### Instructions for the task
Where the string "black" shows up in a line of the records, copy that line.

### Records for this exercise
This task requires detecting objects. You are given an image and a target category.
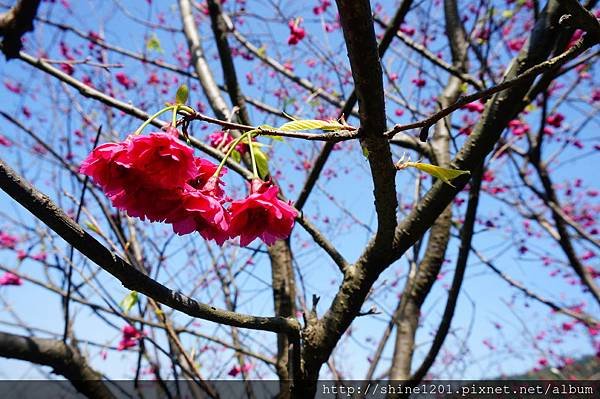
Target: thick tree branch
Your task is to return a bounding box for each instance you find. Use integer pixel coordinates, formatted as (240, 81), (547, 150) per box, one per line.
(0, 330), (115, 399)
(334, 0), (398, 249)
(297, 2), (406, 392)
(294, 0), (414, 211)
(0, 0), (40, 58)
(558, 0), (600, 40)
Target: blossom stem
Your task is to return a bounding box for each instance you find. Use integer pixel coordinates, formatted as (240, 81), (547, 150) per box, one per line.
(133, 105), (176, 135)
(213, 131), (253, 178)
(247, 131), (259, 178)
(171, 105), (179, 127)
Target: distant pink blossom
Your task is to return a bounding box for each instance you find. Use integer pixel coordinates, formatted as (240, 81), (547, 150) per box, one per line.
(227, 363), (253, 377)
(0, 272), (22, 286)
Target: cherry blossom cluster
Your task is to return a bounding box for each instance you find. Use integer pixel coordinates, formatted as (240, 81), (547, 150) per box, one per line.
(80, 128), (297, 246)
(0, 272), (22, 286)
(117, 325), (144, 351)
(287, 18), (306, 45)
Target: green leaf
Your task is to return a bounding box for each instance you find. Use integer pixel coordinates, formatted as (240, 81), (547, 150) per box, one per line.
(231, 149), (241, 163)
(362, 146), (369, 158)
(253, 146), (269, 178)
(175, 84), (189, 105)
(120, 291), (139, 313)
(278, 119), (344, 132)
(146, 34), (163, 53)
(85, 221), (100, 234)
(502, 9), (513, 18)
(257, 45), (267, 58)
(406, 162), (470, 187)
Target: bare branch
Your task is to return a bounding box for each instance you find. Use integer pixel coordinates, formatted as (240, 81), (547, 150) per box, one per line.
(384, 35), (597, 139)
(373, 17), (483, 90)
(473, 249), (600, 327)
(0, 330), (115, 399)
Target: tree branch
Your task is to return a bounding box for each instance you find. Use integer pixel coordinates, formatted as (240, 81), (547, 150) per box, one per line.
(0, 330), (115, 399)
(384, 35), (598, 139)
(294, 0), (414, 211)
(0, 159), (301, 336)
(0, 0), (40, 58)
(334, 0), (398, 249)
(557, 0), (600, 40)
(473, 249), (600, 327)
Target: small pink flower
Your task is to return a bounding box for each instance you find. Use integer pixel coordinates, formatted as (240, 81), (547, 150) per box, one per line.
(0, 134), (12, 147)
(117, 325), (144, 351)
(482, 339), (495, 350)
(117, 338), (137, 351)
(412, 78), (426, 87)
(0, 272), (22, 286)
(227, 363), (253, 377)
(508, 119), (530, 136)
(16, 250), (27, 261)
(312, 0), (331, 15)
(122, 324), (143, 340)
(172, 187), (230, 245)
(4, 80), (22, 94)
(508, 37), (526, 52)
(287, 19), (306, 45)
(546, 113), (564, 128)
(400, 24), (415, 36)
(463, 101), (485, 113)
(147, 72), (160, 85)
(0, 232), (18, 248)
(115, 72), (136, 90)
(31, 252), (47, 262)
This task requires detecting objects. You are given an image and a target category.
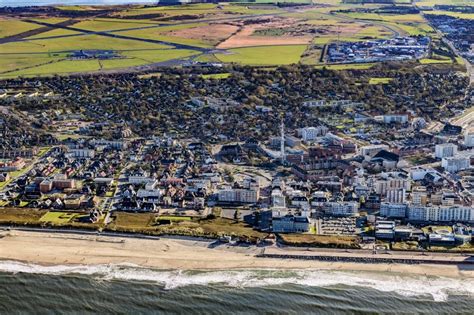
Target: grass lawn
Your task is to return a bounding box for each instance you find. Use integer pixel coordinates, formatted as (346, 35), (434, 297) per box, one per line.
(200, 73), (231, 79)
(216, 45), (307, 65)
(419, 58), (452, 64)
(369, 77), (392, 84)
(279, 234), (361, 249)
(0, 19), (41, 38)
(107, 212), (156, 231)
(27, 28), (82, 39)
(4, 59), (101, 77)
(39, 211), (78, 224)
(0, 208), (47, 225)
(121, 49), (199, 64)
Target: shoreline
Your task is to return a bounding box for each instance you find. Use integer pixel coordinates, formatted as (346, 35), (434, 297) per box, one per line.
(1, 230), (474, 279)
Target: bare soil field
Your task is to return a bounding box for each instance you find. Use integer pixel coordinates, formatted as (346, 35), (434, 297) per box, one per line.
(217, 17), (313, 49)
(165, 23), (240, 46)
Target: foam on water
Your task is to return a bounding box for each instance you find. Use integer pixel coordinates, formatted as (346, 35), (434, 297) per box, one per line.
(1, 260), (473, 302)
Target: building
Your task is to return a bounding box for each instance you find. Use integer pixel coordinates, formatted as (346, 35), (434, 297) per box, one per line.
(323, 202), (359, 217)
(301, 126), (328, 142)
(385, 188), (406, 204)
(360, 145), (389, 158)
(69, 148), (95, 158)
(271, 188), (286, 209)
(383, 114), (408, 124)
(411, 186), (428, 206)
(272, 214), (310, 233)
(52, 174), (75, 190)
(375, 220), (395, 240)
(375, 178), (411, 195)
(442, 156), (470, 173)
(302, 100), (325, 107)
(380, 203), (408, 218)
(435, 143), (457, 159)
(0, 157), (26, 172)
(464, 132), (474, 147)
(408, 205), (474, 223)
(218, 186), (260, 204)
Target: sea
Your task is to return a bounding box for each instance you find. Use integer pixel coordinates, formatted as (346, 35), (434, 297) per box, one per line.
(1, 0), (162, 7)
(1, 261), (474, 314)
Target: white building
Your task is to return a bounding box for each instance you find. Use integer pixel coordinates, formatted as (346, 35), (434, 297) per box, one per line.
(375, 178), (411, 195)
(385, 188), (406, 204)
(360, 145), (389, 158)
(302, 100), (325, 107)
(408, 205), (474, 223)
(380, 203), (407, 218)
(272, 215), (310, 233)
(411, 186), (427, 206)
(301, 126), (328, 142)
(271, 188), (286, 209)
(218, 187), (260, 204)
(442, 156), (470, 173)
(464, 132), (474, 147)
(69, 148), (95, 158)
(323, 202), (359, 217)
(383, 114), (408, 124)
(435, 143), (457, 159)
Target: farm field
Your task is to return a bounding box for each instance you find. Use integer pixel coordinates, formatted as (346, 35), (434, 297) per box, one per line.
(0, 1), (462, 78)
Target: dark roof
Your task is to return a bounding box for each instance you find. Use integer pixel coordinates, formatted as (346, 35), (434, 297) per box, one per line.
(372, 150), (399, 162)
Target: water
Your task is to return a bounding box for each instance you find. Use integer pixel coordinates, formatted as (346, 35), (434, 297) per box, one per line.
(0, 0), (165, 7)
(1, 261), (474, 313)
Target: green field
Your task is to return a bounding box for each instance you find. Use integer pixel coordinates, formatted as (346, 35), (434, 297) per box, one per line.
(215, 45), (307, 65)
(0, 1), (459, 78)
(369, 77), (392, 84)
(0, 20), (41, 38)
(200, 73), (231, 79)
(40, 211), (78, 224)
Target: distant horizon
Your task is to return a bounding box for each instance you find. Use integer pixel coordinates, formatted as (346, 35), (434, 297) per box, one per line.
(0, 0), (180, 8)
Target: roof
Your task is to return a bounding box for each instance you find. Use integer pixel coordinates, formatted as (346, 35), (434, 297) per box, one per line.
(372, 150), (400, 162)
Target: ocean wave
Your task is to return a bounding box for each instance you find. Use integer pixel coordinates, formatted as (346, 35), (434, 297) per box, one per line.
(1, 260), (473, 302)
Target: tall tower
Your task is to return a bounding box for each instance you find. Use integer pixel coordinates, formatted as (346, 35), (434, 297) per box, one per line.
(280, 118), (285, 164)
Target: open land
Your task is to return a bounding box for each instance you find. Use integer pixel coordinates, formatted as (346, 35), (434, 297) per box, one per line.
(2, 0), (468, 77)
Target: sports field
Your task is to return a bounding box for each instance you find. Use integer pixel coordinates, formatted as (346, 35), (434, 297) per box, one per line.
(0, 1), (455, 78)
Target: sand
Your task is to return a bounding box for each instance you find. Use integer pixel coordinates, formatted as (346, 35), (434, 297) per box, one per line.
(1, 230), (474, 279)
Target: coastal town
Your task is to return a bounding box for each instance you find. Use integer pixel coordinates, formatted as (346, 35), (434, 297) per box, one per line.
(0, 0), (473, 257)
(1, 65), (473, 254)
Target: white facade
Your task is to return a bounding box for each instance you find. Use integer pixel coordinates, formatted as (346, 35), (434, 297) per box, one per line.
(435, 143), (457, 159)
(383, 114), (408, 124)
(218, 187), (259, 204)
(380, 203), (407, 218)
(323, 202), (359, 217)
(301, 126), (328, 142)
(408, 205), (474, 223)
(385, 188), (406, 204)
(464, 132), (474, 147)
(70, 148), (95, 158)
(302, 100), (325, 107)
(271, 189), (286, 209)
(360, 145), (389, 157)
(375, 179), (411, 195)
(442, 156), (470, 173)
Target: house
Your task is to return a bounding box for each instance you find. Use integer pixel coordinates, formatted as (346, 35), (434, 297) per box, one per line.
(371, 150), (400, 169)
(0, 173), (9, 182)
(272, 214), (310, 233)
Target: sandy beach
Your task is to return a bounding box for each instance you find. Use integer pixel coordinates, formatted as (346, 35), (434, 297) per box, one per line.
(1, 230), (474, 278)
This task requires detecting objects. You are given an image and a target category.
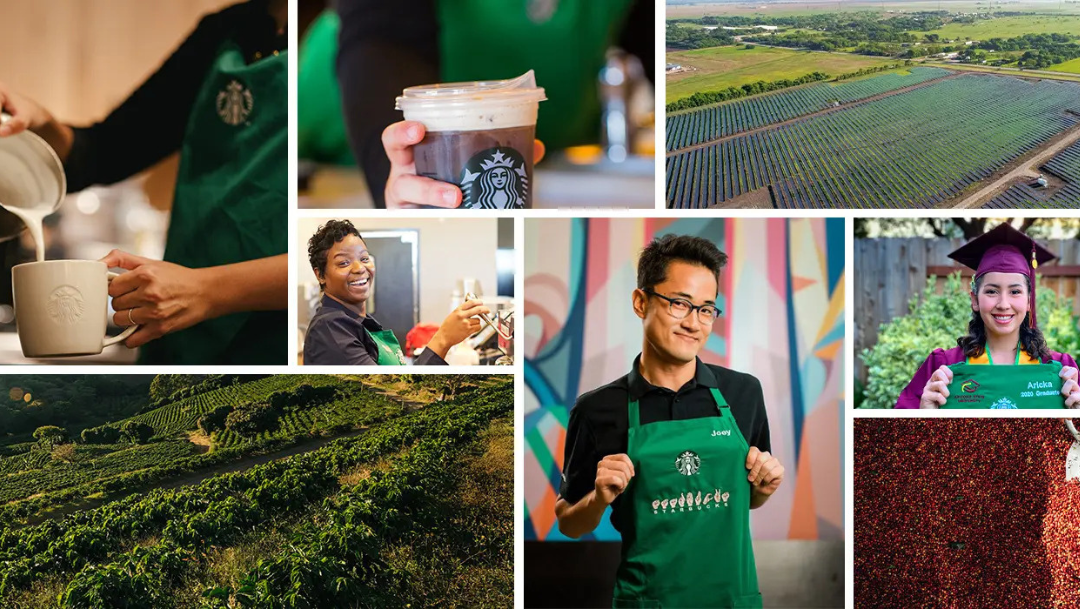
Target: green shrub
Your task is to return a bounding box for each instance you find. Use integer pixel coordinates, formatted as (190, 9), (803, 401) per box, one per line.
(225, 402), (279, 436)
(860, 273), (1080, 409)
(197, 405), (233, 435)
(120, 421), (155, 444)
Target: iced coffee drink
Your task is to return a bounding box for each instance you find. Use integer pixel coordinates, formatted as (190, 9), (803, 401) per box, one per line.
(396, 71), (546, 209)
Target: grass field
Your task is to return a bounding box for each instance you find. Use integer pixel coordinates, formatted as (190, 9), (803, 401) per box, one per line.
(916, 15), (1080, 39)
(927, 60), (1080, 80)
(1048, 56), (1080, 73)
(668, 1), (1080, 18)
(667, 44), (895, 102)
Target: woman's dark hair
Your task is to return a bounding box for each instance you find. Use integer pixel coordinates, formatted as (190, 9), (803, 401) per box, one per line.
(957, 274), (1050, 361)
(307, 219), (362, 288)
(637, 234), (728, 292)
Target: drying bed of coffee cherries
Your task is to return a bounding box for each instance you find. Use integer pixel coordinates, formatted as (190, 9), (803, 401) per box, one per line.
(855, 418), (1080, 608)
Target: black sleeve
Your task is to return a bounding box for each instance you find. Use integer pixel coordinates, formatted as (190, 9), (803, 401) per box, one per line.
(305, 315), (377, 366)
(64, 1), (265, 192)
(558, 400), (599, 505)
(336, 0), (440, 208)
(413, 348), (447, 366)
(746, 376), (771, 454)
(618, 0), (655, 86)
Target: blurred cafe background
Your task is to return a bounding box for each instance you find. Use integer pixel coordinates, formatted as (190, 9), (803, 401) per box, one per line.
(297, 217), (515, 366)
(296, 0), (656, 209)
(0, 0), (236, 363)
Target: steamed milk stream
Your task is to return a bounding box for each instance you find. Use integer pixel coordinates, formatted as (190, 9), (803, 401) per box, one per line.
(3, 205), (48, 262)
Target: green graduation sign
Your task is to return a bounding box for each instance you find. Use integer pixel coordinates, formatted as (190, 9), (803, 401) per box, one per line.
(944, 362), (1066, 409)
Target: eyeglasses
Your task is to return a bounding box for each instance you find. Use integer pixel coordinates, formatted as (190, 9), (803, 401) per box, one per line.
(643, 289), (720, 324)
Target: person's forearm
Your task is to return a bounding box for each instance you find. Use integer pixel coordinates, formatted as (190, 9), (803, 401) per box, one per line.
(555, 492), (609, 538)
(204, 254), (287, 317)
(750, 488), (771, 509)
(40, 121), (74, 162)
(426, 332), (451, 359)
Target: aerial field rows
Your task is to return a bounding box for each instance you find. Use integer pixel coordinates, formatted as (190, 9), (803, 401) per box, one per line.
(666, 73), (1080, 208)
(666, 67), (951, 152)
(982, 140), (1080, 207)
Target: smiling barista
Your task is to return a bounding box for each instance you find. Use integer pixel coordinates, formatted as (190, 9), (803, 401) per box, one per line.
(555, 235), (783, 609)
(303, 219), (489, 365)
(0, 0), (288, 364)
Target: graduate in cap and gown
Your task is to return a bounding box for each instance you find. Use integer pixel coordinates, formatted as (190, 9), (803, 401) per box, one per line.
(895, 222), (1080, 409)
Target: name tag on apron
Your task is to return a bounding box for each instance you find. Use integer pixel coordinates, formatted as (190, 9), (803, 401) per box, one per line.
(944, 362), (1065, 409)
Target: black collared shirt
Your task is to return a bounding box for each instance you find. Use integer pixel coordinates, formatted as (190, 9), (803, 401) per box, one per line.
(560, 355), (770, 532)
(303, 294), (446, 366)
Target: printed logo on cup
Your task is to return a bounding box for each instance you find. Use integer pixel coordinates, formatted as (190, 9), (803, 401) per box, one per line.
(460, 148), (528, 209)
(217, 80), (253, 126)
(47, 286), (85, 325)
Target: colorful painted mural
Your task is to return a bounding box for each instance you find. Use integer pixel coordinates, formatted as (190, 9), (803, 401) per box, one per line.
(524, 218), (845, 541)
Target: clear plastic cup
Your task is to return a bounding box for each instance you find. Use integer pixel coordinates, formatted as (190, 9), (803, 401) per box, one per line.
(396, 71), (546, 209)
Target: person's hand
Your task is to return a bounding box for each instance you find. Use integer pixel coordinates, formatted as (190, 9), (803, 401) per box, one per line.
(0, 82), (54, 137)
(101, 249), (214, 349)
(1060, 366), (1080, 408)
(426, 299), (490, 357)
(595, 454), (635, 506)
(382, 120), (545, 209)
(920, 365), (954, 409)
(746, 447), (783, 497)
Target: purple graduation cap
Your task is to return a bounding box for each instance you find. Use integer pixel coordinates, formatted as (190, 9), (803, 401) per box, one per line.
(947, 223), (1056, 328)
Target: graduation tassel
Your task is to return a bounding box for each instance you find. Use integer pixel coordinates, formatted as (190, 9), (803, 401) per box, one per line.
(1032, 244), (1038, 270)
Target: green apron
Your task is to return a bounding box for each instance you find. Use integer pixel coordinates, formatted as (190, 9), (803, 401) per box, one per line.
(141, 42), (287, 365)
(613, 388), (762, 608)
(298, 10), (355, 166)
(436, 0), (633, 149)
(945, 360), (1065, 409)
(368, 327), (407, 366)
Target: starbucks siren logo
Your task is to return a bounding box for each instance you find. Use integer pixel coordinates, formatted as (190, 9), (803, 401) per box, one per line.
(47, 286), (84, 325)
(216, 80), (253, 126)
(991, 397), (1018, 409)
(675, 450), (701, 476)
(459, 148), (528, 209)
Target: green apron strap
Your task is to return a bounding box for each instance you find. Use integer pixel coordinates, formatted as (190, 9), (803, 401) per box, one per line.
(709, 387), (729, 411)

### Answer for this exercise
Target: black sleeve
Target: black collared shirt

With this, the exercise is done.